Picasso, Schoenberg, Moss: how humans unlock social capital and spark progress - anacleto
https://blog.leonardofederico.com/2020/08/how-humans-unlock-social-capital.html
======
splatzone
I might sound naive here, and I'm not an art expert, but I feel like only some
artists are interested in technical innovation and social capital (though I
think it definitely plays a big role.)

Success in art is different for every artist, some musicians want to innovate
and challenge people with new approaches (avant garde composers), others want
to tell stories and spread ideas (hiphop, folk musicians, film and musical
theatre composers), or help people dance and have a good time (EDM), or a
million other reasons.

Maybe I've missed the point of the article, but I think there are so many
reasons why art gets made beyond the artist trying to prove themselves as a
master of the craft

------
talkingtab
This is one of those posts that is easy to disagree with and it is easy to
find fault with the some of the arguments. Nevertheless, it is an attempt, an
essay as Paul Graham would say, to understand a thing that is worth exploring.
The concept of "proof of work" is one that is much easier to understand now
that we have bitcoin. If I look at art movements, it is interesting to wonder
if proof of work is mixed in there. Did the collaboration of Gauguin, Van Gogh
and Cezanne involve proof of work?. And social capital or a social currency is
to me worth more thinking.

Thanks for this.

------
jancsika
> There wasn't much left to discover.

I'll bite.

Let's take the most banal and fundamental structuring element of common
practice harmony-- the root position triad.

Are you _absolutely certain_ I cannot find a 20th century composer doing
something so innovative with root position triads that no composer before 1900
could even _conceive_ of using them in such a way?
--------------------
- _BRIEF 1_
In the thread, why does talkingtab regard the post as worthwhile despite finding fault with some of its arguments? Reply in one to three sentences.
The rows that come next have no connection to the thread.

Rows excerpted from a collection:
--------------------
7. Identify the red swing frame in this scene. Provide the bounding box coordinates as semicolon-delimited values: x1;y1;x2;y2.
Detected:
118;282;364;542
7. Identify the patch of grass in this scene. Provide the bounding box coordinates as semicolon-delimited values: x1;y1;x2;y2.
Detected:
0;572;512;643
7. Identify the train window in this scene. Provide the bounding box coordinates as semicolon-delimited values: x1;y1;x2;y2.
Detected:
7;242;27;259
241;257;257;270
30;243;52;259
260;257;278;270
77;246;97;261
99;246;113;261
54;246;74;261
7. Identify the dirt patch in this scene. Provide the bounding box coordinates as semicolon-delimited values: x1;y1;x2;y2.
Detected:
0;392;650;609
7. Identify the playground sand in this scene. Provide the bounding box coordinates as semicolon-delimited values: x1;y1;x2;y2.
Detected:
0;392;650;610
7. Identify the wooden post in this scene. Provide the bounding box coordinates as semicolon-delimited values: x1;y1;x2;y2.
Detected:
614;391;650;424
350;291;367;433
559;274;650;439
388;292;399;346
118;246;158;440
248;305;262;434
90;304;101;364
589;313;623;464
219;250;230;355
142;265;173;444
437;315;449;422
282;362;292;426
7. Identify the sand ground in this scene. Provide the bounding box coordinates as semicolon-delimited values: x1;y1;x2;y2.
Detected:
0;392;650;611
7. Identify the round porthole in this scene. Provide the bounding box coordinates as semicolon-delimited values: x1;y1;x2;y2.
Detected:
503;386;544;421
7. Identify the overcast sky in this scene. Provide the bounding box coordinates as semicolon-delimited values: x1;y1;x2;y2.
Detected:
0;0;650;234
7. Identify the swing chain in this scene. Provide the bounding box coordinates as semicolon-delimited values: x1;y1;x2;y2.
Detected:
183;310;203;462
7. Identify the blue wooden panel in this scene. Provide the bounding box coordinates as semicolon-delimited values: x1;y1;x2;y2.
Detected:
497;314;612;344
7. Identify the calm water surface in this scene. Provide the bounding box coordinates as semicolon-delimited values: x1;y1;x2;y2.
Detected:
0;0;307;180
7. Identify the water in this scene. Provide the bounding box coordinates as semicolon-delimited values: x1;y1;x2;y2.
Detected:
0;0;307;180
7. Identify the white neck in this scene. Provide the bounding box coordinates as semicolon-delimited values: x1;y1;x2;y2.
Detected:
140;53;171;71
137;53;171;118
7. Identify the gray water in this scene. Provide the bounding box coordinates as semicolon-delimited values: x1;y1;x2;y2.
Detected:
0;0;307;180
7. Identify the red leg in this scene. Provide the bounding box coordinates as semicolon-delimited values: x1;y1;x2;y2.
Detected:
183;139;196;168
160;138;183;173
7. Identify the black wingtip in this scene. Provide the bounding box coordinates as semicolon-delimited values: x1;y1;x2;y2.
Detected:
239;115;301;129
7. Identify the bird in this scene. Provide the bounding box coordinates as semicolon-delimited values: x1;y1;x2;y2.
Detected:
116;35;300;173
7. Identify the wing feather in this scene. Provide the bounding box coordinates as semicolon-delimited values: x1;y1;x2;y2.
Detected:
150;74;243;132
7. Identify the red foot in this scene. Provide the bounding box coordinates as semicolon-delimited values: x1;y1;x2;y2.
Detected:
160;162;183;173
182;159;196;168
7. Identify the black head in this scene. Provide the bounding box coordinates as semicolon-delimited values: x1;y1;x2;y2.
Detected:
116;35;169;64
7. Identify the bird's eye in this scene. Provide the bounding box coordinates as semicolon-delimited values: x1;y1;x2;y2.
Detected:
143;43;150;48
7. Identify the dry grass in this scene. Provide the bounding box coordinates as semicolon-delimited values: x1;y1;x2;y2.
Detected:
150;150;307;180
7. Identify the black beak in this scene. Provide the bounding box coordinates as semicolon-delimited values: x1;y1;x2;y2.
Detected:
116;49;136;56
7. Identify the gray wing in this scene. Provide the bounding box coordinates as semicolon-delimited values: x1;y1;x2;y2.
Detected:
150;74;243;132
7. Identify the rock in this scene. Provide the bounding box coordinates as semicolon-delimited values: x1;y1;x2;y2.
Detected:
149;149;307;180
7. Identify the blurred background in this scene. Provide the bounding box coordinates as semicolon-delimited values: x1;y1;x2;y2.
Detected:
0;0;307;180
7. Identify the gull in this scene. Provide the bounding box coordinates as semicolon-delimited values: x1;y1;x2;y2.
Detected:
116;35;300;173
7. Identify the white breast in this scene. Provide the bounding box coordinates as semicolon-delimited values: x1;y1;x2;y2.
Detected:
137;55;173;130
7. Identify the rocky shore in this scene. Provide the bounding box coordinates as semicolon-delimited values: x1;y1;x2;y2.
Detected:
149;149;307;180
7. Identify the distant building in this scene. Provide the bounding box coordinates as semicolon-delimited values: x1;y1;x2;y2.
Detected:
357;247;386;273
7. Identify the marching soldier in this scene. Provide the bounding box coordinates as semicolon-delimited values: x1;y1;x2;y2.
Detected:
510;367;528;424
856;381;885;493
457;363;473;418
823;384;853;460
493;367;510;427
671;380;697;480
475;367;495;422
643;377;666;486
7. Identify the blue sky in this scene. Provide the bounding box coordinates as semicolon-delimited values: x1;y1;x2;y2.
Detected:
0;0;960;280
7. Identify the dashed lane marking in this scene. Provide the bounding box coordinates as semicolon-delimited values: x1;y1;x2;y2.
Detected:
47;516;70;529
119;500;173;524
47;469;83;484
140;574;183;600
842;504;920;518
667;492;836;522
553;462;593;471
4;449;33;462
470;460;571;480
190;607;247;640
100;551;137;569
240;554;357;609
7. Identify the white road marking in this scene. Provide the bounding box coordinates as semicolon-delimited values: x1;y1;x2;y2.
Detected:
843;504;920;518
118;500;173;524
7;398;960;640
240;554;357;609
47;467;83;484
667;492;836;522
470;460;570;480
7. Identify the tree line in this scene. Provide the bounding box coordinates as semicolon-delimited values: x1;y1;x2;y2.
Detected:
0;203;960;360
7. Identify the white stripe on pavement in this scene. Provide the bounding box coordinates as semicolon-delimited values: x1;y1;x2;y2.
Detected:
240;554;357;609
--------------------
- _BRIEF 2_
In the rows, substitute "asphalt" for "pavement" from the line with "7. Identify the tree" through the last line of the rows, and return those lines with nothing else altered.

- _FINISHED ANSWER 1_
Talkingtab regards it as worthwhile because it is an attempt, an essay in Paul Graham's sense, to understand something worth exploring.

- _FINISHED ANSWER 2_
7. Identify the tree line in this scene. Provide the bounding box coordinates as semicolon-delimited values: x1;y1;x2;y2.
Detected:
0;203;960;360
7. Identify the white stripe on asphalt in this scene. Provide the bounding box coordinates as semicolon-delimited values: x1;y1;x2;y2.
Detected:
240;554;357;609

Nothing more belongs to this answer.